(Beginning of Document text)
Load the graph into Neo4j safely

Create uniqueness constraints first so you do not create duplicates.

CREATE CONSTRAINT entity_id IF NOT EXISTS
FOR (e:Entity) REQUIRE e.id IS UNIQUE;

CREATE CONSTRAINT document_id IF NOT EXISTS
FOR (d:Document) REQUIRE d.id IS UNIQUE;

A common pattern is to store extracted items with a base label like Entity, plus a kind property for the original type.

Upsert entities

UNWIND $entities AS row
MERGE (e:Entity {id: row.id})
SET e.name = row.name,
    e.kind = row.label,
    e += row.properties;

Upsert documents

UNWIND $documents AS row
MERGE (d:Document {id: row.id})
SET d.source = row.source,
    d.chunk_id = row.chunk_id;

Write relationships

Use a whitelist of relationship types in your application code, then run a type-specific Cypher query. For example:

MATCH (s:Entity {id: $source_id})
MATCH (t:Entity {id: $target_id})
MERGE (s)-[r:WORKS_FOR]->(t)
SET r.confidence = $confidence,
    r.evidence = $evidence;

If you need dynamic relationship types, use APOC or map types in code first. Do not interpolate raw LLM output into Cypher without validation.
(End of Document text)
(Beginning of Information)
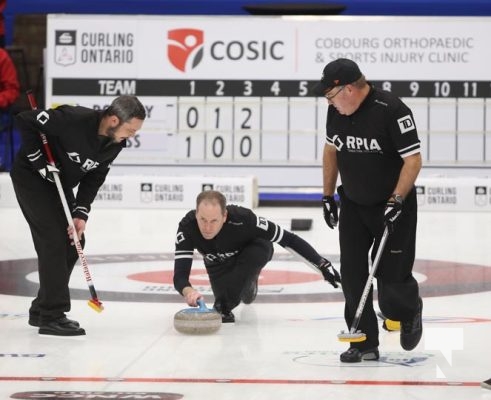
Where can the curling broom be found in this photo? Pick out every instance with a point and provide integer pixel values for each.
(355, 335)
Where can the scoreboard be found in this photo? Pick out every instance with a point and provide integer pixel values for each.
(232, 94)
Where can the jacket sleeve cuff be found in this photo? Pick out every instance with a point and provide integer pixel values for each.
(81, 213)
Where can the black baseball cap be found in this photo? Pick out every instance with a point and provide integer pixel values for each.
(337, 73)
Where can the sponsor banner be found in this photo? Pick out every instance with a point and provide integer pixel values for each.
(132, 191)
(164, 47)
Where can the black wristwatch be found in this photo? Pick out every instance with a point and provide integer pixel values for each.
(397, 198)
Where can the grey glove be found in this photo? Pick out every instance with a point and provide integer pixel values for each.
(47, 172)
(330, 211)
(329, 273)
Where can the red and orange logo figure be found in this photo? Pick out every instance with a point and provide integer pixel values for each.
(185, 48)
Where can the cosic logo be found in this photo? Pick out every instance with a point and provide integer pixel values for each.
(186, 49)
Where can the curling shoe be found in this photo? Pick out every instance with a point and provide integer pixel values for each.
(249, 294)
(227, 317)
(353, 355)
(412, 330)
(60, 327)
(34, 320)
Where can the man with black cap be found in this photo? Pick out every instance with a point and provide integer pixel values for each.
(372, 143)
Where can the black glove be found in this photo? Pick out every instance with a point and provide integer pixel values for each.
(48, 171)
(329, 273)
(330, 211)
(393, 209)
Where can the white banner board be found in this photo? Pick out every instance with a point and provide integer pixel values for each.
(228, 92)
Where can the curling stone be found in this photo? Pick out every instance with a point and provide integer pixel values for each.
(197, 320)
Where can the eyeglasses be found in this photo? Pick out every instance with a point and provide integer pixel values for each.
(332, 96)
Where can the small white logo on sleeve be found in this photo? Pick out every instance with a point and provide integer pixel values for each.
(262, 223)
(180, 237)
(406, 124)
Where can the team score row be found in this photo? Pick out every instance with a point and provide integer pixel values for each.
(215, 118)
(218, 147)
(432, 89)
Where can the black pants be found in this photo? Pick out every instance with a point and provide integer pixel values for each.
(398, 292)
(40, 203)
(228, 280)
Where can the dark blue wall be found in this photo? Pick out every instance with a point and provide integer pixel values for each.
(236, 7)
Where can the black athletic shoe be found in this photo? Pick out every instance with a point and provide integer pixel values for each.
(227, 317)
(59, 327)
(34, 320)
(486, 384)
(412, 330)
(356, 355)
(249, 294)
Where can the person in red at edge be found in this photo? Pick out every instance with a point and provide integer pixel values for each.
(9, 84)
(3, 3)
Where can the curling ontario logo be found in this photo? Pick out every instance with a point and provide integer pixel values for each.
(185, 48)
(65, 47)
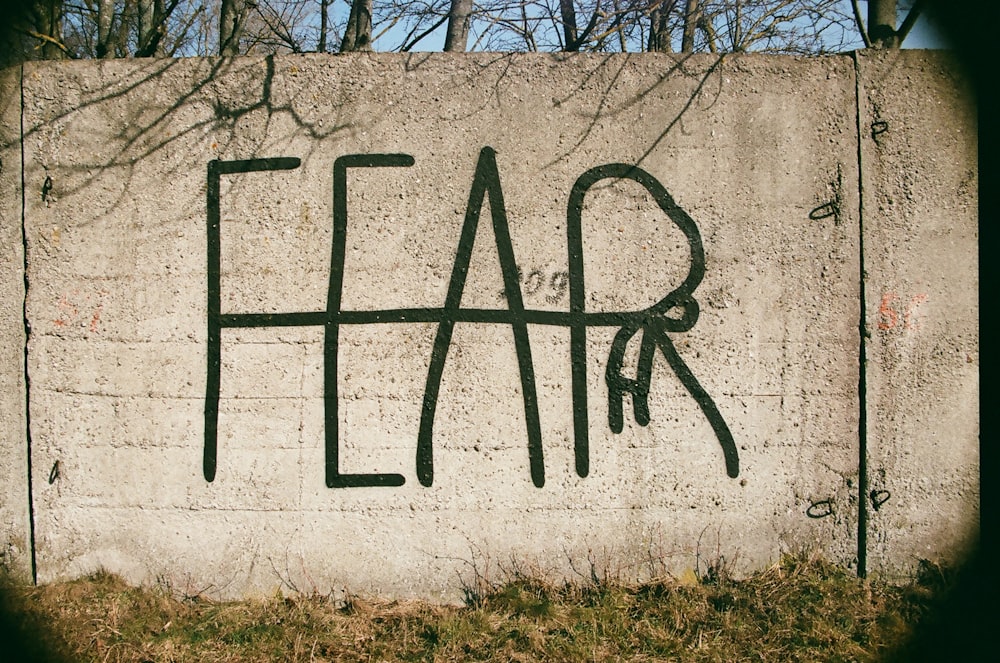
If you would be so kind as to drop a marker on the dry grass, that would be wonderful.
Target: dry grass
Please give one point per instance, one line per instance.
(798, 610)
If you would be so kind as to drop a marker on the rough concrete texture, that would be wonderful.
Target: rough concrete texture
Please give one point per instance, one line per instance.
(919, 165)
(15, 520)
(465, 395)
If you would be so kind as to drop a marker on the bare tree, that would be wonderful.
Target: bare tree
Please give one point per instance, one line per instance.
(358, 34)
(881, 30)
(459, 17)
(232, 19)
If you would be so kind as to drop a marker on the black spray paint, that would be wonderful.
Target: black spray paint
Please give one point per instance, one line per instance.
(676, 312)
(End of Information)
**Assigned task 1**
How would you restate the paragraph of the Neo4j guide that begins "If you need dynamic relationship types" as a brief list that keeps its main facts?
**Assigned task 2**
Reproduce the Neo4j guide word for word, from "UNWIND $documents AS" to "MERGE (s)-[r:WORKS_FOR]->(t)".

**Your solution 1**
- For dynamic relationship types, use APOC or map the types in code first.
- Never interpolate raw LLM output into Cypher without validating it.

**Your solution 2**
UNWIND $documents AS row
MERGE (d:Document {id: row.id})
SET d.source = row.source,
    d.chunk_id = row.chunk_id;

Write relationships

Use a whitelist of relationship types in your application code, then run a type-specific Cypher query. For example:

MATCH (s:Entity {id: $source_id})
MATCH (t:Entity {id: $target_id})
MERGE (s)-[r:WORKS_FOR]->(t)